§ **SUMBER**
+---+
Mengapa dalam hukum pidana dikenal daluwarsa penuntutan? Jika pelaku baru ditemukan setelah masa daluwarsa berakhir, bagaimana hukum melindungi korban?
Daftar Isi
INTISARI JAWABAN
Daluwarsa penuntutan diatur dalam hukum pidana demi tercapainya kepastian hukum dalam proses penuntutan. Hal ini dilakukan dengan mempertimbangkan ingatan akan kejadian yang telah hilang karena sudah terjadi lama, termasuk semakin sulitnya menemukan alat bukti yang bahkan telah lenyap seiring berlalunya waktu.
Jika pelaku baru ditemukan setelah masa daluwarsa berakhir, maka ia tidak dapat lagi dituntut ke hadapan pengadilan untuk mempertanggungjawabkan perbuatan pidananya yang dilakukan pada masa lalu.
+---+
(Catatan set data)
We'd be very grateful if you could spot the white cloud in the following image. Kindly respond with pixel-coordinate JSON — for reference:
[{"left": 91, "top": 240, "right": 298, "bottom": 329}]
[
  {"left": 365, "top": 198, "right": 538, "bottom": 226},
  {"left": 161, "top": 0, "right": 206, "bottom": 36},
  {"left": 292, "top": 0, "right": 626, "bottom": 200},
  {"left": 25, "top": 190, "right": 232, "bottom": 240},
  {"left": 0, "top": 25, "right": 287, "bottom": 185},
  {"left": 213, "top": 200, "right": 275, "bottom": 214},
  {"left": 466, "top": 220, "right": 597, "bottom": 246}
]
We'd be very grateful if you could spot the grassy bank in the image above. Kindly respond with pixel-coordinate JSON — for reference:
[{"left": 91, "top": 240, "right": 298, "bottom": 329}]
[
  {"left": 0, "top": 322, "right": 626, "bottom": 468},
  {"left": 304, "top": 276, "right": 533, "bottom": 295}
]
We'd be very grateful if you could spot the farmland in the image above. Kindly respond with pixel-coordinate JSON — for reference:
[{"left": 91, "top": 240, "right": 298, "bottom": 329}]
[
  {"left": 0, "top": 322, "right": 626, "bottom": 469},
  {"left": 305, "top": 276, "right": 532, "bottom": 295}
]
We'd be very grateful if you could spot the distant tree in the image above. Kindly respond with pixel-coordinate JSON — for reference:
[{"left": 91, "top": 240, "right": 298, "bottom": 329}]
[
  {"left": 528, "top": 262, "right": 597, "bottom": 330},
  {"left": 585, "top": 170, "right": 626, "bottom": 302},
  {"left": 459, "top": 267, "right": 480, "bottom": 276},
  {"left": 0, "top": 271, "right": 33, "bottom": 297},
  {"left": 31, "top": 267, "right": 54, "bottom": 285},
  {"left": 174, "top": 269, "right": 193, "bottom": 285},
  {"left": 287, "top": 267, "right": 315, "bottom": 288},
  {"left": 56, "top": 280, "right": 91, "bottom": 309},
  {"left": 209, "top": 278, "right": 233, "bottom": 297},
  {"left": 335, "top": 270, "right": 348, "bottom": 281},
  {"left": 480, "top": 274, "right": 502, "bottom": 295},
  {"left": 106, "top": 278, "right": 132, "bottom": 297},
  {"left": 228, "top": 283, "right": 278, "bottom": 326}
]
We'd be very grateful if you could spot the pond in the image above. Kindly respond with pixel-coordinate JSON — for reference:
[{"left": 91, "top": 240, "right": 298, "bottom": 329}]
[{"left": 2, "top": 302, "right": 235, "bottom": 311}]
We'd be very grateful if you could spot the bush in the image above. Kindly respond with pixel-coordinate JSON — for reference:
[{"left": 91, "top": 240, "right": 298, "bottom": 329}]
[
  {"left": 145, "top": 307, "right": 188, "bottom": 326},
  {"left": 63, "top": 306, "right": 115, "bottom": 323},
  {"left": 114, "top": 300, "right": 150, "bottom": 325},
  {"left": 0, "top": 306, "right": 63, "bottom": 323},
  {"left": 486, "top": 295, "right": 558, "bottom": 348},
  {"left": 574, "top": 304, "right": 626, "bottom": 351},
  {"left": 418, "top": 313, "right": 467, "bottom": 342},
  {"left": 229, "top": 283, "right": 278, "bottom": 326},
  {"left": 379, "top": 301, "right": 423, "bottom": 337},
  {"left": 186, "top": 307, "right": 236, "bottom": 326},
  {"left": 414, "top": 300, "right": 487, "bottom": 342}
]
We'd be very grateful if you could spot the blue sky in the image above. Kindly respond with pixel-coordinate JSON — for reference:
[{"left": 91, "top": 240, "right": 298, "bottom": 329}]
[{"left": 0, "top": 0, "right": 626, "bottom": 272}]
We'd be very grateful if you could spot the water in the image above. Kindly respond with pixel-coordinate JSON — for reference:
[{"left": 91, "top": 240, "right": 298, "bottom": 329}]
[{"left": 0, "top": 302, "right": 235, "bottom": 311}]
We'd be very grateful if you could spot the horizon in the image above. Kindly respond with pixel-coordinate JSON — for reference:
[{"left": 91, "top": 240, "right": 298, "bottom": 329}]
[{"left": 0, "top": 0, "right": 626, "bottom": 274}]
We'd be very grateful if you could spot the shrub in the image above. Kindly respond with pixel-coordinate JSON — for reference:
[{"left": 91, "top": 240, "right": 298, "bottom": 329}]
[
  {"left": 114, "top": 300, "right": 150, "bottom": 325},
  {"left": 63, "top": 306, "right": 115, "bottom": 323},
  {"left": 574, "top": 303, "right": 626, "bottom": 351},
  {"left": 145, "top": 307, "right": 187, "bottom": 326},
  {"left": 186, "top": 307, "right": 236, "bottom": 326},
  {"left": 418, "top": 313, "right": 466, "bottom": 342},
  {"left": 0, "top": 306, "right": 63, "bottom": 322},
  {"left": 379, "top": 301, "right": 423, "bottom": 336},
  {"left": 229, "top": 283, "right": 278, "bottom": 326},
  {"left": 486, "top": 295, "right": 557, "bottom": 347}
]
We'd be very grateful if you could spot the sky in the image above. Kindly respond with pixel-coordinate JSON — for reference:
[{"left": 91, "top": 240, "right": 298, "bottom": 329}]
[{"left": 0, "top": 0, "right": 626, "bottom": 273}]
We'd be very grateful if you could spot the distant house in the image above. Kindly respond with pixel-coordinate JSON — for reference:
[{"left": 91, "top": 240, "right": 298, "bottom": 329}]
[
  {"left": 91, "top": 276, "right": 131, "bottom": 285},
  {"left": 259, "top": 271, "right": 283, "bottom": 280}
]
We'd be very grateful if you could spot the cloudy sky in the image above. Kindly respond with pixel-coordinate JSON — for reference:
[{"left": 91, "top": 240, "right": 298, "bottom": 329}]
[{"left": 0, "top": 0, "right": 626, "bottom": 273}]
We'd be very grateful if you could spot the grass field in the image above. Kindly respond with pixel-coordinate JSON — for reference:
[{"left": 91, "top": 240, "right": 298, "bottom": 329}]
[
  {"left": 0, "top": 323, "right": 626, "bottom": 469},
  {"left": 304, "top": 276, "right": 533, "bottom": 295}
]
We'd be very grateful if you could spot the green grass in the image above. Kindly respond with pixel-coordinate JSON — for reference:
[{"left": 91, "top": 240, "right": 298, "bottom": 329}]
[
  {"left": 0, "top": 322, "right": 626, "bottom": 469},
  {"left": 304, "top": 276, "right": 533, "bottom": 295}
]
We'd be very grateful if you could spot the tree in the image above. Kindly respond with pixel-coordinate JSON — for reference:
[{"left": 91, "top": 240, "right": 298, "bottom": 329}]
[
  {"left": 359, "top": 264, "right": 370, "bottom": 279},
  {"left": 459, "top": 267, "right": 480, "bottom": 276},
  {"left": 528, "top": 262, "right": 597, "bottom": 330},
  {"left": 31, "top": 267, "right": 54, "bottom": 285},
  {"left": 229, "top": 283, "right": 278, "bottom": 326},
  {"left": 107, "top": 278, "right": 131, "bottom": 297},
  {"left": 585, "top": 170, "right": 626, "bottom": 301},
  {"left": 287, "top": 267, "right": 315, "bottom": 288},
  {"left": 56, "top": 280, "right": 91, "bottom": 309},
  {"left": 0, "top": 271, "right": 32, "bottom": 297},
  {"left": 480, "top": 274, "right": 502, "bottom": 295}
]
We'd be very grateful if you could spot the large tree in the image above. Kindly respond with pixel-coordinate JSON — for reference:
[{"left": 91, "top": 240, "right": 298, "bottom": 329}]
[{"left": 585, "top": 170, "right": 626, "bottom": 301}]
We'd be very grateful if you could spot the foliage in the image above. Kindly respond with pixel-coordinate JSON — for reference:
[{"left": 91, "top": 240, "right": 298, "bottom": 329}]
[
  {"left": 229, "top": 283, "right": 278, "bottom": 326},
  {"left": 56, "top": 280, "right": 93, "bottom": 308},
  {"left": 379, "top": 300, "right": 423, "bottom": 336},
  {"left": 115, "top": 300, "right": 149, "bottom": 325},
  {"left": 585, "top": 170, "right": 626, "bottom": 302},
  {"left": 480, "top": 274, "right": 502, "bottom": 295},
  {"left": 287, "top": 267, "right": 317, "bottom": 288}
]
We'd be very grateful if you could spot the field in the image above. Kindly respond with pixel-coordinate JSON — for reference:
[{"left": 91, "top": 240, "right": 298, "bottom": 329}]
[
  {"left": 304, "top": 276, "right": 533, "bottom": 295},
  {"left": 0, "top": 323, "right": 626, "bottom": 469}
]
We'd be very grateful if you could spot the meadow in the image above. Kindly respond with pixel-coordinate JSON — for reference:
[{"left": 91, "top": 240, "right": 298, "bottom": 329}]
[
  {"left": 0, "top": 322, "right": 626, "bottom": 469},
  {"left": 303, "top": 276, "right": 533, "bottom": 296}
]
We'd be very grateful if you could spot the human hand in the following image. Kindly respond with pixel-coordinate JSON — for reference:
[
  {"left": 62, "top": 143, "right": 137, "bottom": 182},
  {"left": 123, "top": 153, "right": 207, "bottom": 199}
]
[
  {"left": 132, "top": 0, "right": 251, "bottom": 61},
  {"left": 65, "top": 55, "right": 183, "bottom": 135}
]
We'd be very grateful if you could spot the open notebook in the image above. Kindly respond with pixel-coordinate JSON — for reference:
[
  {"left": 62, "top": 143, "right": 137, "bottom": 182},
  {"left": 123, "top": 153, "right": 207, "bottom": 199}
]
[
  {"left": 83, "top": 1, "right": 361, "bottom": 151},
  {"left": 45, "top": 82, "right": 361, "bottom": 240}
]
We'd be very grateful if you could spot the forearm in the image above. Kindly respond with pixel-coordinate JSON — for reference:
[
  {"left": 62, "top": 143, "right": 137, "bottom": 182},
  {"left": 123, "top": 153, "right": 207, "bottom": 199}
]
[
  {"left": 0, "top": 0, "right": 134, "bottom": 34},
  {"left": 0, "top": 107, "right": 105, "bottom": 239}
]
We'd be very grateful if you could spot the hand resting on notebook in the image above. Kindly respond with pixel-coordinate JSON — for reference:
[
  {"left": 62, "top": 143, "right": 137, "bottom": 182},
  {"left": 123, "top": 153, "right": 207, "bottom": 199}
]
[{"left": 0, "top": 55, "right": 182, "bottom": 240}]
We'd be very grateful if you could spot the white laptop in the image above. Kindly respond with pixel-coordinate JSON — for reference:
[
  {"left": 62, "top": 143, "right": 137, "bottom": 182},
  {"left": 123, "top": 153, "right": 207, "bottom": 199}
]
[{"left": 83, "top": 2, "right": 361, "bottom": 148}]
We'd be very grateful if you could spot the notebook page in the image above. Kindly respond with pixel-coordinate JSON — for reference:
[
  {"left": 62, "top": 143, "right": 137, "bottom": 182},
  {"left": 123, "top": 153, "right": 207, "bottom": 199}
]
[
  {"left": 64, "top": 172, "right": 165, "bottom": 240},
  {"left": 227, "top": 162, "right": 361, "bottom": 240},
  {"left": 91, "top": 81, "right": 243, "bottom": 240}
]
+---+
§ **SOAL LATIHAN**
1) Jawablah pertanyaan berikut berdasarkan teks tentang daluwarsa penuntutan:
(a) Daluwarsa penuntutan diatur dalam hukum pidana demi tercapainya apa?
(b) Apa yang menurut teks semakin sulit ditemukan seiring berlalunya waktu?
(c) Apa akibatnya bagi pelaku yang baru ditemukan setelah masa daluwarsa berakhir?
2) Konversikan bagian catatan mulai dari baris yang memuat "We'd be very grateful if you could spot the notebook" hingga akhir catatan menjadi tabel Markdown dengan kolom Nomor dan Baris. Baris kosong tidak perlu dimasukkan.

§ **JAWABAN BERURUTAN**
1)
(a) Kepastian hukum dalam proses penuntutan.
(b) Alat bukti.
(c) Pelaku tidak dapat lagi dituntut ke hadapan pengadilan untuk mempertanggungjawabkan perbuatan pidananya yang dilakukan pada masa lalu.

2)
| Nomor | Baris |
|---|---|
| 1 | We'd be very grateful if you could spot the notebook page in the image above. Kindly respond with pixel-coordinate JSON — for reference: |
| 2 | [ |
| 3 |   {"left": 62, "top": 143, "right": 137, "bottom": 182}, |
| 4 |   {"left": 123, "top": 153, "right": 207, "bottom": 199} |
| 5 | ] |
| 6 | [ |
| 7 |   {"left": 64, "top": 172, "right": 165, "bottom": 240}, |
| 8 |   {"left": 227, "top": 162, "right": 361, "bottom": 240}, |
| 9 |   {"left": 91, "top": 81, "right": 243, "bottom": 240} |
| 10 | ] |